# [Source extract]
--*--

Jun 22, 2013

We've Got a Job: The 1963 Birmingham Children's March

Whenever I think about how civil rights was (and still is) such a controversy, it blows my mind.  Reading this book was nothing different.  Levinson covers the basics of the civil rights movement - MLK Jr., Rosa Parks, the KKK - but focuses on the lives of the children and teens who risked so much to make a statement and push for the rights they knew they rightfully deserved.  To explain the history, she highlights the experiences of four particular children: Audrey Faye Hendricks, Washington Booker III, James W. Stewart and Arnetta Streeter.

Levinson relied on personal interviews with her subjects, along with other written records of the events.  I love how she explains how witnesses and participants memories can change over time and how it was necessary to do extra research to make sure the facts aligned (i.e. no shortcuts kids, do your work).  She also mentions that despite living through the civil rights movement and teaching history, she didn't know about the children's march until she was an adult.  I didn't know about it either, which really stresses the importance of incorporating these nonfiction narratives into students' education - unfortunately, textbooks can't cover it all.

--*--

# [Excerpted data]
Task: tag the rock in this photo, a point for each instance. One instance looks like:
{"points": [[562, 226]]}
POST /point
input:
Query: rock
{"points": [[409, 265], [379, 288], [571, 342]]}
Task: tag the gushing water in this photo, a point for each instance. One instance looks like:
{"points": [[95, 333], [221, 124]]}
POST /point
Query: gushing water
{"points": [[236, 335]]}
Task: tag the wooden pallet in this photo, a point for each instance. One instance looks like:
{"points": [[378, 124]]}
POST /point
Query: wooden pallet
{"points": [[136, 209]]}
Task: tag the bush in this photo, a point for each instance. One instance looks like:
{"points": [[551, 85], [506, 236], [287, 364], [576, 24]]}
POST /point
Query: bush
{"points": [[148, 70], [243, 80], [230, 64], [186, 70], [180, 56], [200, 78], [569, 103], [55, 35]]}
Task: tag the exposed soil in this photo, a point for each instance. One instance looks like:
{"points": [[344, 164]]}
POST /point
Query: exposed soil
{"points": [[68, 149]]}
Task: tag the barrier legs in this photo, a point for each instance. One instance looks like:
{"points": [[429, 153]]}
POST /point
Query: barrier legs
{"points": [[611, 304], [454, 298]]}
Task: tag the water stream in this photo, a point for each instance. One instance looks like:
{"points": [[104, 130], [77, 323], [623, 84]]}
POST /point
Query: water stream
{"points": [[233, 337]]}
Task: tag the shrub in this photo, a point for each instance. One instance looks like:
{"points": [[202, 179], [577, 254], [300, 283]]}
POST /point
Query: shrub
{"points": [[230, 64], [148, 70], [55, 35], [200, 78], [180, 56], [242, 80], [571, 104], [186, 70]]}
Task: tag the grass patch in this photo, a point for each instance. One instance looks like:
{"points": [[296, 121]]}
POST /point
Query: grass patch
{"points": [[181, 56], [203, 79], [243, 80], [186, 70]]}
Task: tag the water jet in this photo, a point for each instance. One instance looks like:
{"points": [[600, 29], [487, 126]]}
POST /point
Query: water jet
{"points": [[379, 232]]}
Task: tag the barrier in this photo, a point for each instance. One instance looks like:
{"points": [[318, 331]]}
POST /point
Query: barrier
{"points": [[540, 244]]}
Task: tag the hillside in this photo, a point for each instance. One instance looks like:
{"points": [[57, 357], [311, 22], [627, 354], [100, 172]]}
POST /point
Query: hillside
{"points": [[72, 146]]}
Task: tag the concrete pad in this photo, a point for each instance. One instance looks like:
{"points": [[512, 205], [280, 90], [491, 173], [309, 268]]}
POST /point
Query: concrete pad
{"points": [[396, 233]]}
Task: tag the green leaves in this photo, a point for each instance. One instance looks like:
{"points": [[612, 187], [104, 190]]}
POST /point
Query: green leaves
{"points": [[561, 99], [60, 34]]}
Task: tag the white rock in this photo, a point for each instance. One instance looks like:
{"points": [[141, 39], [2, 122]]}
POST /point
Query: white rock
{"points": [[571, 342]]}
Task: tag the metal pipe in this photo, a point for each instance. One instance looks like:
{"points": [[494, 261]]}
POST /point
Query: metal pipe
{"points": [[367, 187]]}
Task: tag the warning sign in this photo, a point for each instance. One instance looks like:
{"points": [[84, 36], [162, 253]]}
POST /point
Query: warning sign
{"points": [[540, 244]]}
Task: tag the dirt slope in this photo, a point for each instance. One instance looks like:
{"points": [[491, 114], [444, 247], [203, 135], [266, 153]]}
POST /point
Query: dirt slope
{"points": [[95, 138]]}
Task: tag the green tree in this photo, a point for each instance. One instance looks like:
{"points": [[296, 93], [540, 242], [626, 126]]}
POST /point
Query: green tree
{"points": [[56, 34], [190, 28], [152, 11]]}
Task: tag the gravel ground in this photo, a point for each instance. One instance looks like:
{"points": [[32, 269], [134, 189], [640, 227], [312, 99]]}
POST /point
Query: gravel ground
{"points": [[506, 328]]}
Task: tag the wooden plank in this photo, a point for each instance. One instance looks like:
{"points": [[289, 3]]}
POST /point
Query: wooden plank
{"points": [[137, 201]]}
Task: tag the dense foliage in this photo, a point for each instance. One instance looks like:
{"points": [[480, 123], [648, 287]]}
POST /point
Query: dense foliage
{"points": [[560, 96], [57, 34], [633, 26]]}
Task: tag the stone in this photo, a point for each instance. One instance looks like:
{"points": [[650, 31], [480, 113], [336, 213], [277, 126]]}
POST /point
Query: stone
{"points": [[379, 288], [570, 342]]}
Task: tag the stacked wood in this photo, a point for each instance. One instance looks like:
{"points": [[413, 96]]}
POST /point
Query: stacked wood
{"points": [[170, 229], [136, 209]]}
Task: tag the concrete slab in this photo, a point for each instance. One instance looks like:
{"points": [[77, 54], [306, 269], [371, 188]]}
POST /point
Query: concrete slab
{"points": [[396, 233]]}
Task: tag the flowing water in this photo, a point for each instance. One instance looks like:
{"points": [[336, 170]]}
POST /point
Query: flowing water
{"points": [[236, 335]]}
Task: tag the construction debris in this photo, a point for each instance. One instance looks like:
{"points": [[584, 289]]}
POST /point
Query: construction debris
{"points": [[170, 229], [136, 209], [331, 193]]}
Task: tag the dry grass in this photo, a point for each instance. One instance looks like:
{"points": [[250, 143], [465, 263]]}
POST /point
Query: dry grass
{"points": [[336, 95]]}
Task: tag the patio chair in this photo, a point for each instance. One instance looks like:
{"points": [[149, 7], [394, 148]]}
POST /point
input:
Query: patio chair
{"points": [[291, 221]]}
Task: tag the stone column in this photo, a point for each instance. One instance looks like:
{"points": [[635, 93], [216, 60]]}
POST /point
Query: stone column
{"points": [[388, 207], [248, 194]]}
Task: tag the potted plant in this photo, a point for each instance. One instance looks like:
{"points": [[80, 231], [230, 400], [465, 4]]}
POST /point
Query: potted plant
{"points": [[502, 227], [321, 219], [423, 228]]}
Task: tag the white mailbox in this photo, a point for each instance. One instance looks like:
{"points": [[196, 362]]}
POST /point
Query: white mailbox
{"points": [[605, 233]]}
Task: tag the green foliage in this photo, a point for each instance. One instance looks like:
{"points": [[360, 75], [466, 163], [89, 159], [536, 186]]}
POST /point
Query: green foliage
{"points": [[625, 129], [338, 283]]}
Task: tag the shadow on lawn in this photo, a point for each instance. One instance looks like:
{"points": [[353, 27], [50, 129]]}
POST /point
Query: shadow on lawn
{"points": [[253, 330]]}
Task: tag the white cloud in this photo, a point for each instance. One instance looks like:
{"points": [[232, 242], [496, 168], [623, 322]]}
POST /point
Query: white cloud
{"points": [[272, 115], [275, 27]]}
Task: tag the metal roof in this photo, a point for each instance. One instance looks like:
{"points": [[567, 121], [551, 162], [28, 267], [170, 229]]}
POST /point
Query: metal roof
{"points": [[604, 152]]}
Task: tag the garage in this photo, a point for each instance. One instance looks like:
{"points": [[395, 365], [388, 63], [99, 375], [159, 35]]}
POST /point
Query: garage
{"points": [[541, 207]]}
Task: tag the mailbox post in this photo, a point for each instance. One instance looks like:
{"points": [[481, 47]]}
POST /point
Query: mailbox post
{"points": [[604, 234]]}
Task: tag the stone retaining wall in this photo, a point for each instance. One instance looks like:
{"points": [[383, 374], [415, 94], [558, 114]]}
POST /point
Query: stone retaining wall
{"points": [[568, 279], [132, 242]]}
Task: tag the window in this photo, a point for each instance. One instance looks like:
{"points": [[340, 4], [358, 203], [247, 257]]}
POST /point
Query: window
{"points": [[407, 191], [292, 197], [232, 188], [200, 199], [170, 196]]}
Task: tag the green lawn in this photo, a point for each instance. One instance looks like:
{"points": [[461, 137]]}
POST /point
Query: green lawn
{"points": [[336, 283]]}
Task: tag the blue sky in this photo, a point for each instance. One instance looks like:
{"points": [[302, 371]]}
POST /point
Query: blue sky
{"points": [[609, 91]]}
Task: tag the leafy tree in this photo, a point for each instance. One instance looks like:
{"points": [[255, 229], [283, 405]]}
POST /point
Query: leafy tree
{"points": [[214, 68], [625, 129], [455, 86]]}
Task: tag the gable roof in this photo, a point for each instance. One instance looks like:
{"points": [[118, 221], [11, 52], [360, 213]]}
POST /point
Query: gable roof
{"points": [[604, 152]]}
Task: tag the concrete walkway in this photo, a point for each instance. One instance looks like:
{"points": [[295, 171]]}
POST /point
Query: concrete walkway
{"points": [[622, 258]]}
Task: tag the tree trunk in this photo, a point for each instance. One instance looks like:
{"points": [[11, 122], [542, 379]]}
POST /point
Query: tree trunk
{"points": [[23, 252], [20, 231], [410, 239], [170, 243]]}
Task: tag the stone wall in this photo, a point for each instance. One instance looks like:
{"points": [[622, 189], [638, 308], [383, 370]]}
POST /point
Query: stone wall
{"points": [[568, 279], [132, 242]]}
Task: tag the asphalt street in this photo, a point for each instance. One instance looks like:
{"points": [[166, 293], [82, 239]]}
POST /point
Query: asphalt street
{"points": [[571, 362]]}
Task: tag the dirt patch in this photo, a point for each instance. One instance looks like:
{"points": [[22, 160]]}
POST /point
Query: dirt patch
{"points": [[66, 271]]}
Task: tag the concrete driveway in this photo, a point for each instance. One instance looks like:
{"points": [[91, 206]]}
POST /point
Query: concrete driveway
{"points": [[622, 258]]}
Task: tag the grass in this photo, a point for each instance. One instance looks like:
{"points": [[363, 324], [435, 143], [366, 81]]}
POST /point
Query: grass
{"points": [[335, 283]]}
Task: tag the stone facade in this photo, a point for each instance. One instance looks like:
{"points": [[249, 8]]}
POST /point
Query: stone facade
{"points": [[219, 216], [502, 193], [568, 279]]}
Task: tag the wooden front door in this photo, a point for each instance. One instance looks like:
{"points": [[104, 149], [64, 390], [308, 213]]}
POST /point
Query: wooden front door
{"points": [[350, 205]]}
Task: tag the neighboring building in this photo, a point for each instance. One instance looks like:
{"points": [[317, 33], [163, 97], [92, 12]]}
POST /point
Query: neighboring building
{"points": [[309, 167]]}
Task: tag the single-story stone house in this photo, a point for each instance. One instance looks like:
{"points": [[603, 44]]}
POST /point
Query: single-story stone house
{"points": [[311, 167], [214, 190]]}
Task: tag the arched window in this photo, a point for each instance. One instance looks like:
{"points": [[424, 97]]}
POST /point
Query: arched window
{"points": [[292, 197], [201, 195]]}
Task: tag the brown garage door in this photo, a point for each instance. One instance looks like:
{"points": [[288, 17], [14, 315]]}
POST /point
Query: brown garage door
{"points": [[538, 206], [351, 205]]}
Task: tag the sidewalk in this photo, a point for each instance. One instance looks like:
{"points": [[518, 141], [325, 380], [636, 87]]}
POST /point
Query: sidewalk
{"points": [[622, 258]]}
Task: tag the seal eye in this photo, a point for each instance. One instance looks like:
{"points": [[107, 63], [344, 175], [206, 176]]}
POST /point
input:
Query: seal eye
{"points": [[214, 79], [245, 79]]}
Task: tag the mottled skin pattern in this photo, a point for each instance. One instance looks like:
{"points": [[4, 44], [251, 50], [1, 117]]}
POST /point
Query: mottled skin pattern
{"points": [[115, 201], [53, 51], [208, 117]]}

--*--

# [Task brief]
From the book review, return the part that begins with the words containing "Jun 22, 2013" and ends with "and Arnetta Streeter.". The entries are separate material and have nothing to do with the book review.

# [Answer space]
Jun 22, 2013

We've Got a Job: The 1963 Birmingham Children's March

Whenever I think about how civil rights was (and still is) such a controversy, it blows my mind.  Reading this book was nothing different.  Levinson covers the basics of the civil rights movement - MLK Jr., Rosa Parks, the KKK - but focuses on the lives of the children and teens who risked so much to make a statement and push for the rights they knew they rightfully deserved.  To explain the history, she highlights the experiences of four particular children: Audrey Faye Hendricks, Washington Booker III, James W. Stewart and Arnetta Streeter.